_Available data_.
####################

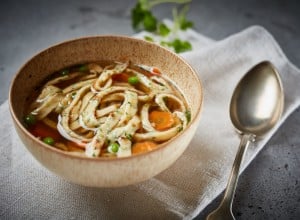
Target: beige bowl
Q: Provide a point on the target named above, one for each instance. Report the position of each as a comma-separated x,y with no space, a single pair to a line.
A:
104,172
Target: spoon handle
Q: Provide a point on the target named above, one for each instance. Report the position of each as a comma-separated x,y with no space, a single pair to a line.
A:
233,179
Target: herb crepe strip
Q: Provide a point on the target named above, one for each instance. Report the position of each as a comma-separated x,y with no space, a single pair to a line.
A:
107,109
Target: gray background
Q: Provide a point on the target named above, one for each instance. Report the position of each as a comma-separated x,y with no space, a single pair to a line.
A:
269,188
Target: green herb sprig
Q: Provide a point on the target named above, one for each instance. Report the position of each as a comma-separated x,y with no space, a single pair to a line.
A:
143,19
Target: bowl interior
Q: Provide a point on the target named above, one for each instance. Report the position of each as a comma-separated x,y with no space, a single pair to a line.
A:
97,172
115,48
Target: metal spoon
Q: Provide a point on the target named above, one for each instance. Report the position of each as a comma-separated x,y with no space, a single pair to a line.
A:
256,105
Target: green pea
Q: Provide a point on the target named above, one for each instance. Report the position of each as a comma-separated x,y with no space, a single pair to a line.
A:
48,140
133,80
29,119
83,68
113,147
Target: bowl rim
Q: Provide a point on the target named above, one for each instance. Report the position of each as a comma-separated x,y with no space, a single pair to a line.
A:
103,159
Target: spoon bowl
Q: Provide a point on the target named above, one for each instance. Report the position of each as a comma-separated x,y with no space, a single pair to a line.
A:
257,101
256,106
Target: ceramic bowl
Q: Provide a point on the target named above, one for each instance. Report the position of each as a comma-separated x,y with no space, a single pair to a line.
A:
105,172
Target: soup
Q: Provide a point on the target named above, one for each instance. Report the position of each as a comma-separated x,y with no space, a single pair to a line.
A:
107,109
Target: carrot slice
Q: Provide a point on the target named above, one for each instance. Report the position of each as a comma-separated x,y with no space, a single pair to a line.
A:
72,146
142,147
161,120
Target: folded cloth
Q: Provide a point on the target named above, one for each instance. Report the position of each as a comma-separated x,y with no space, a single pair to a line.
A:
30,191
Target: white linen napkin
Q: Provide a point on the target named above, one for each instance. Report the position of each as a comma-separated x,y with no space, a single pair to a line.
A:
28,190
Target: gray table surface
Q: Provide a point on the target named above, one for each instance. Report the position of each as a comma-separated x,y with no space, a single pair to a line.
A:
270,187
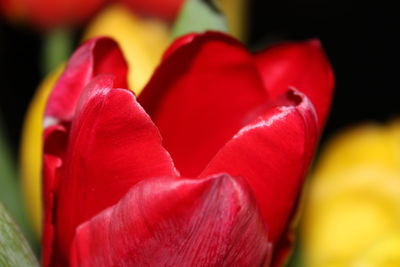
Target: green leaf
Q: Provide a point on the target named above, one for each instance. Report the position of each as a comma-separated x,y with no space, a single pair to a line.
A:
198,16
14,249
10,193
57,47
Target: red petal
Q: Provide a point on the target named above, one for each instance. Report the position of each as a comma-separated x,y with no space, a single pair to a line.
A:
165,9
61,13
272,154
200,96
176,222
96,56
55,137
112,145
301,65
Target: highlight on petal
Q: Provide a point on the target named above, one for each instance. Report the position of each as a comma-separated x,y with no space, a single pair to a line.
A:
112,145
204,91
302,65
173,221
96,56
273,153
54,151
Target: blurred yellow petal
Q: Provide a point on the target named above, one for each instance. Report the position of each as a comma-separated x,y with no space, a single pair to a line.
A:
142,40
352,213
236,16
368,144
31,150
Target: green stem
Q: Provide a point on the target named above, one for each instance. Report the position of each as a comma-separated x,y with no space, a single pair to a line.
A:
10,193
14,250
57,47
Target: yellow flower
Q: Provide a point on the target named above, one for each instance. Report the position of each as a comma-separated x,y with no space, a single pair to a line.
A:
142,41
31,150
352,215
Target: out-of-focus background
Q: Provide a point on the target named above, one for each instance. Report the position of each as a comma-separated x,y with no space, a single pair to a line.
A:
360,40
361,43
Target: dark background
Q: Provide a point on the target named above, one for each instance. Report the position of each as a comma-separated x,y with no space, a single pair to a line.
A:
360,40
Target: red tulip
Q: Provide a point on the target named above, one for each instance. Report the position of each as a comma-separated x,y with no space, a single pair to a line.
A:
166,9
51,13
114,190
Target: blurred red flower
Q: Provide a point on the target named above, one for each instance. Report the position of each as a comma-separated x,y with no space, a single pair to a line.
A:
48,14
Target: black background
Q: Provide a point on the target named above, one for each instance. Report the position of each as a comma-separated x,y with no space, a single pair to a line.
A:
360,40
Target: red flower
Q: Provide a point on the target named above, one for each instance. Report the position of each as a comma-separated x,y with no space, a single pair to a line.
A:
51,13
63,13
166,9
114,190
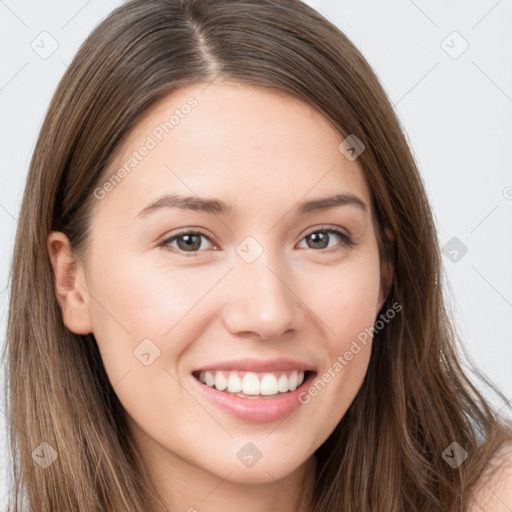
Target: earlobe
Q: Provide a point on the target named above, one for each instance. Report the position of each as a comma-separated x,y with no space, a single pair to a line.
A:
70,286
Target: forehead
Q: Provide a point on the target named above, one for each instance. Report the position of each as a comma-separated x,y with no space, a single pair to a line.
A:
236,142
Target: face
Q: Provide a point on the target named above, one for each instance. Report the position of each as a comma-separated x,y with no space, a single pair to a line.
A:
264,288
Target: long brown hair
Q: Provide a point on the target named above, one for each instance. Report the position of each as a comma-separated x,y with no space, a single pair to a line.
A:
386,454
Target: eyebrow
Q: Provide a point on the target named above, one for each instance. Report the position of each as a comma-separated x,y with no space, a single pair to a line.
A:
217,207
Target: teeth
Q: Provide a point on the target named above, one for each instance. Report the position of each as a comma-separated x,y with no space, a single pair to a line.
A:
234,383
251,383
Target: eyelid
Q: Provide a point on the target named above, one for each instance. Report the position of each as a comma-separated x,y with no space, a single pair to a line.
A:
343,234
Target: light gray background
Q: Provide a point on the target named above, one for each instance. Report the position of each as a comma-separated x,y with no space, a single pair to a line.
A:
456,111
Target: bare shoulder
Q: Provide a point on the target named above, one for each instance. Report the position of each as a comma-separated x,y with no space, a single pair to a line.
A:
494,490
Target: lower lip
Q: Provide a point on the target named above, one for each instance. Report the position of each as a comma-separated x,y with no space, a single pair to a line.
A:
257,410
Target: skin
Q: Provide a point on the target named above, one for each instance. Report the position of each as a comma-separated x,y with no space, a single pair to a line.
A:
264,152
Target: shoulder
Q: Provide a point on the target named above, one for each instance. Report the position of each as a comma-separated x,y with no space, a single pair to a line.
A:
493,492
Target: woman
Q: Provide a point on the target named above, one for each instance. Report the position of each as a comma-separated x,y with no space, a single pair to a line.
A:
227,286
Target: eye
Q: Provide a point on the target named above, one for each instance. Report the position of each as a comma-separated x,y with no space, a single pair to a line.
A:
191,241
188,241
321,236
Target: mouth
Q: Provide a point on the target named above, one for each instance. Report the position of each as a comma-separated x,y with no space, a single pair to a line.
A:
255,385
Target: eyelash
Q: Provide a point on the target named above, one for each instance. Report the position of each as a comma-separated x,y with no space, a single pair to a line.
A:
347,240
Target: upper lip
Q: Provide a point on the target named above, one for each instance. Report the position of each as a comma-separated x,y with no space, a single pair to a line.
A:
258,365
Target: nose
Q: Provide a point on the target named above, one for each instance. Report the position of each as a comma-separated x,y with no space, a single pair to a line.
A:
261,301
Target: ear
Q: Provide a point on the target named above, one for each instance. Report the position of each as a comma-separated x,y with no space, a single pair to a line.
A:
386,270
70,284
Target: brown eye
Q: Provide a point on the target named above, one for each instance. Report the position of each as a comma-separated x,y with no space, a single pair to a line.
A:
189,241
321,238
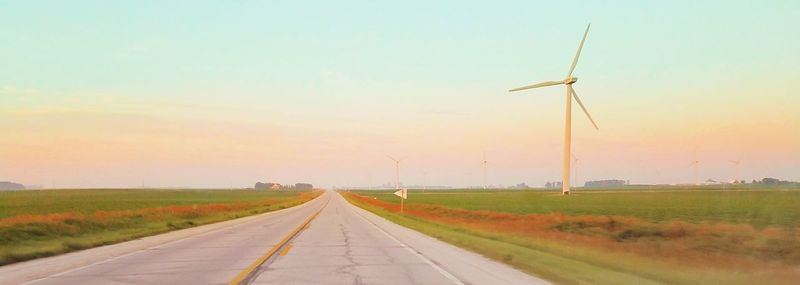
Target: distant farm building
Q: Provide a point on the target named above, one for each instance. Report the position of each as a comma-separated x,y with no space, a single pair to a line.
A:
303,186
267,186
605,183
5,185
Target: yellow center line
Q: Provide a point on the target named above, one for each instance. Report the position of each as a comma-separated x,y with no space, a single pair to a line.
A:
253,266
285,250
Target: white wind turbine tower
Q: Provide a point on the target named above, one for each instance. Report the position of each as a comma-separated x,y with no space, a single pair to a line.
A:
575,167
485,164
568,81
695,164
397,170
737,162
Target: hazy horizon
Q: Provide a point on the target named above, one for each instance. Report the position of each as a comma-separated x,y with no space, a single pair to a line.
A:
116,94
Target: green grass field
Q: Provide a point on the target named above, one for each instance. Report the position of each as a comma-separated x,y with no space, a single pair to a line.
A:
88,201
47,222
655,236
756,207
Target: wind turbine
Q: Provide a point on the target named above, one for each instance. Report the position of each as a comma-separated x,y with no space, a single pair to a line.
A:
695,163
568,81
737,162
397,170
575,167
485,164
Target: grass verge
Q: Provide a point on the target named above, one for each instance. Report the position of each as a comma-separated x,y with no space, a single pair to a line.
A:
573,259
27,236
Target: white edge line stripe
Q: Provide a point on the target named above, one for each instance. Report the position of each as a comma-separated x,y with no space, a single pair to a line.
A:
272,213
414,252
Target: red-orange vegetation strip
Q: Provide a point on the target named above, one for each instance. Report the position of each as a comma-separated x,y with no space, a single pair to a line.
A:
66,219
723,245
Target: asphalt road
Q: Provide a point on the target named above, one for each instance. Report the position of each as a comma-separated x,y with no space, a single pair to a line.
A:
342,245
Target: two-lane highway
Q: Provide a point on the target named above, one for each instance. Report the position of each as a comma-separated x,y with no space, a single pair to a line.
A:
325,241
347,245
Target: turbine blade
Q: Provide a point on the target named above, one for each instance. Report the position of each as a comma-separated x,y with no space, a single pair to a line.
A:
575,95
537,85
578,53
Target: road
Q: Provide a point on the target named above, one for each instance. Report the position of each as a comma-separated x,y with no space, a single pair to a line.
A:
342,244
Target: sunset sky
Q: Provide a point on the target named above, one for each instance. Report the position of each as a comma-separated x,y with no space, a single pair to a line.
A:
214,94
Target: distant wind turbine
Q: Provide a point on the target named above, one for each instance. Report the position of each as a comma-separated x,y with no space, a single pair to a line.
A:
397,170
695,164
485,164
575,167
737,162
568,81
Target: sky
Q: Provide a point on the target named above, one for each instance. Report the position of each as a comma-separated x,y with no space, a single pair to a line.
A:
224,94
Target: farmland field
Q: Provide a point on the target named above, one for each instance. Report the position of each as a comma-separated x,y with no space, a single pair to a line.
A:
615,236
48,222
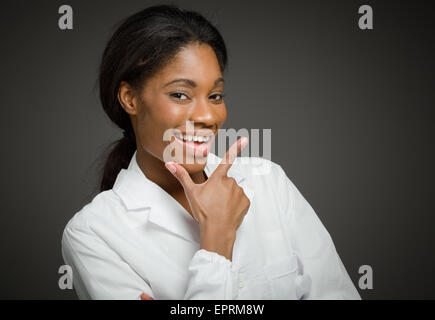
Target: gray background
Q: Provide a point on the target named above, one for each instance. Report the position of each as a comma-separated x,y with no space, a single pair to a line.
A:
351,113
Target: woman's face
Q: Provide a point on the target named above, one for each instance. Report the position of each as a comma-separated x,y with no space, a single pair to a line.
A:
167,104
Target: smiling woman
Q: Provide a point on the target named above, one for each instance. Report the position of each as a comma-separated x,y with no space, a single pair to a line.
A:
194,226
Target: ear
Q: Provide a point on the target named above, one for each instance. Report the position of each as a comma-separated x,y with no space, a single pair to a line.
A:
127,98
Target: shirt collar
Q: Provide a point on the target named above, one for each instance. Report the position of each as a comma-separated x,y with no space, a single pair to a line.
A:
140,194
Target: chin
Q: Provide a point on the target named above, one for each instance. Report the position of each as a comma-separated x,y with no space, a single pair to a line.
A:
194,167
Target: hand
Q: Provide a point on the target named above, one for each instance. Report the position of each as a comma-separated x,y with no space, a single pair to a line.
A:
219,204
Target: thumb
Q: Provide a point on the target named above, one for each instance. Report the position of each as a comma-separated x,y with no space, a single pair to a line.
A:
180,173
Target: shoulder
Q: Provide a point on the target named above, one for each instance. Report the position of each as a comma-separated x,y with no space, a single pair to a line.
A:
258,168
103,207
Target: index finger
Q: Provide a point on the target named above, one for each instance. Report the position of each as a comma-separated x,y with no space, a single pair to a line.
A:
231,155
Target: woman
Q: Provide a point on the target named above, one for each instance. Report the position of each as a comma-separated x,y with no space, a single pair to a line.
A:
195,226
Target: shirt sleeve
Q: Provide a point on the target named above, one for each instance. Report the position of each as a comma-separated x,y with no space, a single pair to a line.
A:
211,277
314,246
99,273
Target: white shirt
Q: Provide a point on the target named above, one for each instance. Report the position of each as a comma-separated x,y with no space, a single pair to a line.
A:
136,238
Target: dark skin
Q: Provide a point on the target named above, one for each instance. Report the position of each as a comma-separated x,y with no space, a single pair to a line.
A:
153,110
218,204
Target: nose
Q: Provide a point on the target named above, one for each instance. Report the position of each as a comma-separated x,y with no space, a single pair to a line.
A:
202,114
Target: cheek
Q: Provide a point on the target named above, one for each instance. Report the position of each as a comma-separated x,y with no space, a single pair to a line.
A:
221,115
155,122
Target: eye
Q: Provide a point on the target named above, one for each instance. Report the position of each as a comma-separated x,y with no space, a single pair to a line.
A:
219,96
178,96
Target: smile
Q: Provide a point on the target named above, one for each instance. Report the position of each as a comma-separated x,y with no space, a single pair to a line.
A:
199,145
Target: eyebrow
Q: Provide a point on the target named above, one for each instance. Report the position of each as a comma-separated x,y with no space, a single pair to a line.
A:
191,82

####################

_Activity_. From the data above, output only the lines between the line containing "Target: white wind turbine tower" and the line containing "Target: green grass field", inclusive, exactly as written.

_Written response_.
Target: white wind turbine tower
Q: Provide a point on the target named above, one for each instance. Report the position of each as a comma-separated x,y with no space, a single pair to a line.
A:
575,167
485,164
568,81
695,164
397,170
737,162
Target: hazy horizon
Q: Provide a point on the target named above, one for each instance. Report the position of each as a comma-separated x,y with no space, a single pair to a line.
A:
116,94
Target: green grass field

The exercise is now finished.